» **Records to use**:
- - - - - - -

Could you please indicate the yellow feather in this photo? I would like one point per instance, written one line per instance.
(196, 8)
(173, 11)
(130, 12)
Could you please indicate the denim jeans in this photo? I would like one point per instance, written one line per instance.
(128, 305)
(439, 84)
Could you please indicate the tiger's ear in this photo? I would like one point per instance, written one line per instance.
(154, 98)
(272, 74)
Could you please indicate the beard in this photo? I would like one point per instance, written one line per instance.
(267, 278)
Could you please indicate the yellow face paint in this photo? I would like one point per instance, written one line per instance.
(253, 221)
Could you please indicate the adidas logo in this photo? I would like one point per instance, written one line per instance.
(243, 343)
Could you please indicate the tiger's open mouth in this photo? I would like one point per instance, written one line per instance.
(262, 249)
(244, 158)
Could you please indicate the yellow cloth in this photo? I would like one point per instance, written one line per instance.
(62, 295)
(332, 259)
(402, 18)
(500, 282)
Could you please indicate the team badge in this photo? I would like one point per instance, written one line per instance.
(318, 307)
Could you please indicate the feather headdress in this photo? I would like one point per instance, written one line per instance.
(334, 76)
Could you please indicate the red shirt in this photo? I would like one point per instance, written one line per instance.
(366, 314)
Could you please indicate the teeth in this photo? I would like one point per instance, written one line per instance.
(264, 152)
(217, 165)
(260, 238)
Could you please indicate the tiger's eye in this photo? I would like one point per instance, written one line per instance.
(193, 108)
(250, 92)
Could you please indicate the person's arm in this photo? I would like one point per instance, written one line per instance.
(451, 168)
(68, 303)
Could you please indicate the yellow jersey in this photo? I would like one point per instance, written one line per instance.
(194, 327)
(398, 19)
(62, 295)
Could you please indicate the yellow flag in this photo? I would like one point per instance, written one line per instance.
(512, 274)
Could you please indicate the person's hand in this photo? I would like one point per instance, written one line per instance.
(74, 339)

- - - - - - -

» **To do**:
Repeat everything from the line containing "Could you please indicate the person's hand" down to the last line above, keeping the request wording unchanged. Rescale each answer coordinate by 0.65 and round to a whole number, with halves rounded up.

» **Solution to the problem**:
Could you please indicate the person's hand in this photo? I would like one point per instance, written one line per instance.
(48, 220)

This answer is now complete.